Tu interroges particulièrement nos relations au passé. Mais cette mémoire n'est pas utilisée dans un sens réactionnaire (comme c’est souvent le cas en Italie en ce moment), elle devient plutôt une manière de libérer d'autres identités et de nouvelles manières de vivre.
Oui, le rapport au passé est une question qui anime sans cesse mon travail. Quand je regarde un paysage, je ne peux m'empêcher de m’intéresser aux couches qui l'ont constitué. Quand j'étais en Allemagne, la question du romantisme et des ruines étaient au cœur de mes réflexions. En Italie, l’antique est partout et pas seulement parce que les ruines sont toujours présentes. Mais un problème se pose alors : nous cultivons une certaine idée de l’Italie, avec ses textes antiques et ses ruines, qu’il n’est pas facile d’ouvrir et de décloisonner. C’est pour cette raison que je suis en Sicile en ce moment. Je ne sais pas si mon prochain documentaire se passera là-bas mais je voudrais m'imprégner de la culture du lieu pour me décentrer.
Est-ce que tu pourrais parler des scènes de campagne traditionnelles, de la récolte des olives ou de la préparation de la sauce tomate ?
Je me suis particulièrement passionnée pour la richesse du territoire et les pratiques de la permaculture. Les actrices avaient déjà fait de la sauce tomate mais on sent aussi qu’elles n’en font pas souvent. C’est alors la question de ce qui est perdu qui m’intéressait, et qui se pose aujourd’hui dans nos rapports à l’outil et à la technologie. La scène des olives, celle de la sauce tomate ou de la chanson sont des scènes collectives. Plus précisément, la chanson est une tarentelle : c’est le nom que l’on donne aux chansons paysannes du Sud de l’Italie. Le chercheur Alèssi Dell’Umbria dans un livre magnifique explique que ces traditions remontent à Dionysos et à l’expérience de la transe collective. Ces chansons ont disparu dans les années soixante avec la société de consommation mais des pratiques folkloriques perdurent à travers des festivals dans les Pouilles ou en Calabre. Je souhaitais que mon projet redonne ce pouvoir aux habitants et habitantes. Dans le film, les actrices écrivent la chanson ensemble. Traditionnellement, ce sont plutôt les hommes. Il me semblait pertinent de s’approprier et de transformer cette pratique, un peu comme je l’ai fait pour les prédictions. Le chant, comme ce film, est un outil d'enchantement : il ouvre la voie à un réenchantement de notre regard.
Comment t’est venue l'idée de diffuser les augures par messages vocaux WhatsApp?

**Entrées fournies**

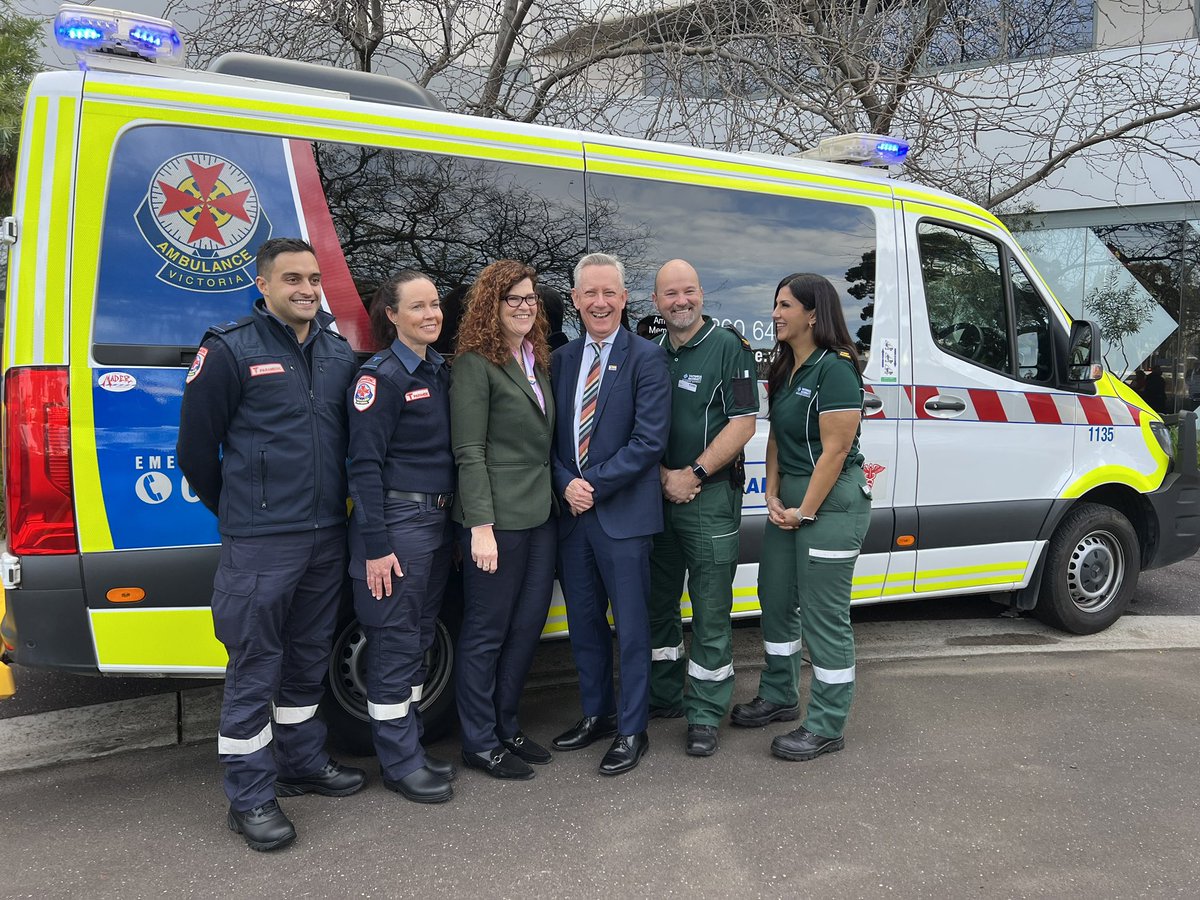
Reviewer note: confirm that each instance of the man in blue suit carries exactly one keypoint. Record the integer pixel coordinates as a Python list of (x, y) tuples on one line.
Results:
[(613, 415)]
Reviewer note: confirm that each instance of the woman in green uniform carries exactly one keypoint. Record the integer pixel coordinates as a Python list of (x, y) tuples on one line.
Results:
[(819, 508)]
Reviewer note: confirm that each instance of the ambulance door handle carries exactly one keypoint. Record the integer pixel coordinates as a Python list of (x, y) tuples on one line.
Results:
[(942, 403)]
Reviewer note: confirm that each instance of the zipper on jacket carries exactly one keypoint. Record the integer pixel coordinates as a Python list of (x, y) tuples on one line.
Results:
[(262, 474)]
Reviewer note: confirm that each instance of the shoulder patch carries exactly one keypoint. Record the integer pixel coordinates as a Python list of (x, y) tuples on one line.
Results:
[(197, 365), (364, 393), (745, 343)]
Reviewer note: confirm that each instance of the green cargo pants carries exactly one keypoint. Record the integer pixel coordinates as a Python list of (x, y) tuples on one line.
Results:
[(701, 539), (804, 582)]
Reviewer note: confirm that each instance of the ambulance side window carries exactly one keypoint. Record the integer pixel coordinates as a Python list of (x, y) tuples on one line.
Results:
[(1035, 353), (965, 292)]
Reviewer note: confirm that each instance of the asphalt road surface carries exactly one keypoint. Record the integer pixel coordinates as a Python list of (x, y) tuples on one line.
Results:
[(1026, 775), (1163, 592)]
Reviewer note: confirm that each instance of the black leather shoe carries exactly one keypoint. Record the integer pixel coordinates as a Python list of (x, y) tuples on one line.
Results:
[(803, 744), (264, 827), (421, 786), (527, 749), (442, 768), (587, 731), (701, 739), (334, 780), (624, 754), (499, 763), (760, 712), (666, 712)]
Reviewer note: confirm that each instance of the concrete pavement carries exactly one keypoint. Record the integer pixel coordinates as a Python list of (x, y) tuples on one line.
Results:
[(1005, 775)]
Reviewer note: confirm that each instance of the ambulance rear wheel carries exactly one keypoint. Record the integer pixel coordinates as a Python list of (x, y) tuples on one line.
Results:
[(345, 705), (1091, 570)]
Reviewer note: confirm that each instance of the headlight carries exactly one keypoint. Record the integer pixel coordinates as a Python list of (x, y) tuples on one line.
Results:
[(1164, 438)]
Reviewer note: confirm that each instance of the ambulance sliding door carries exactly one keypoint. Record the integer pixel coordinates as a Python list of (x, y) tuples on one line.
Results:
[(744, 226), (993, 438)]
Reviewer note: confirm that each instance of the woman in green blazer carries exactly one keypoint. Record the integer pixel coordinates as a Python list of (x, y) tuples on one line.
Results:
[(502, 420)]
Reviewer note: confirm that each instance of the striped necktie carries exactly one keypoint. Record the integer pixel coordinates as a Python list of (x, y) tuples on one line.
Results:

**Liste des tâches**
**a)** Exprimez sous forme de liste JSON de chaînes, à raison d'une chaîne par ligne et sans les lignes vides, les lignes des enregistrements situées entre celle qui contient "Reviewer note: confirm that each instance of the striped" et la fin des enregistrements, ces deux limites comprises.
**b)** Prolongez l'entretien sur le film et le rapport au passé à partir de l'endroit où il s'arrête.
L'entretien et les enregistrements n'ont aucun rapport entre eux.

**Jeu de réponses**
**a)**
[
  "Reviewer note: confirm that each instance of the striped necktie carries exactly one keypoint. Record the integer pixel coordinates as a Python list of (x, y) tuples on one line.",
  "Results:"
]

**b)**
Ici les gens communiquent tous et partout par messages vocaux. Dans le bus, toutes les conversations s’entendent. Pour moi qui arrivais d’Allemagne, c’était surprenant. J’aime cette présence de l’oralité. Souvent, plus que de simples messages, ce sont de vraies histoires qu’ils racontent. La communication passe parfois par plusieurs messages vocaux, les uns à la suite des autres. C’est cette sensation que je voulais restituer.
La nature telle que tu nous la montres est cosmique, mais pourtant, elle laisse aussi la place à des moments de vie quotidienne. Il y a par exemple des images de Salvini qui parle, des images de manifestation, de mouvement.
Pendant mon travail, je regardais tout le temps ce qui se passait en Italie. Le calendrier des prédictions ne parle pas seulement des arbres ou des récoltes, mais mentionne aussi la chose publique. J’allais pouvoir présenter le côté idyllique sans effacer la réalité quotidienne. Les deux allaient dialoguer. Cela ne m’intéressait pas de décontextualiser l’idylle, sinon on perdait la notion de sa nécessité : les moments de collectif, comme les permet la chanson, mettent à distance des moments de vie plus compliqués. Les manifestations montrent aussi comment ces espaces communautaires s’avèrent actifs.
Est-ce qu'il y a quelque chose d’une initiation que tu voudrais offrir aux spectatrices et aux spectateurs ?
C’est super si c’est le cas, j'aurais aimé avoir cette ambition ! Ce qui m’intéresse surtout, c’est d'amener à un autre regard sur la réalité et de proposer des récits parallèles. J'ai voulu introduire ce récit sur les constellations parce que la nuit est toujours un espace propice à la création. On voit également la Lune sur un graffiti. J'avais alors repensé à ce qu’écrit Walter Benjamin dans Sens unique : « l’homme ne peut communiquer en état d’ivresse avec le cosmos qu’en communauté ».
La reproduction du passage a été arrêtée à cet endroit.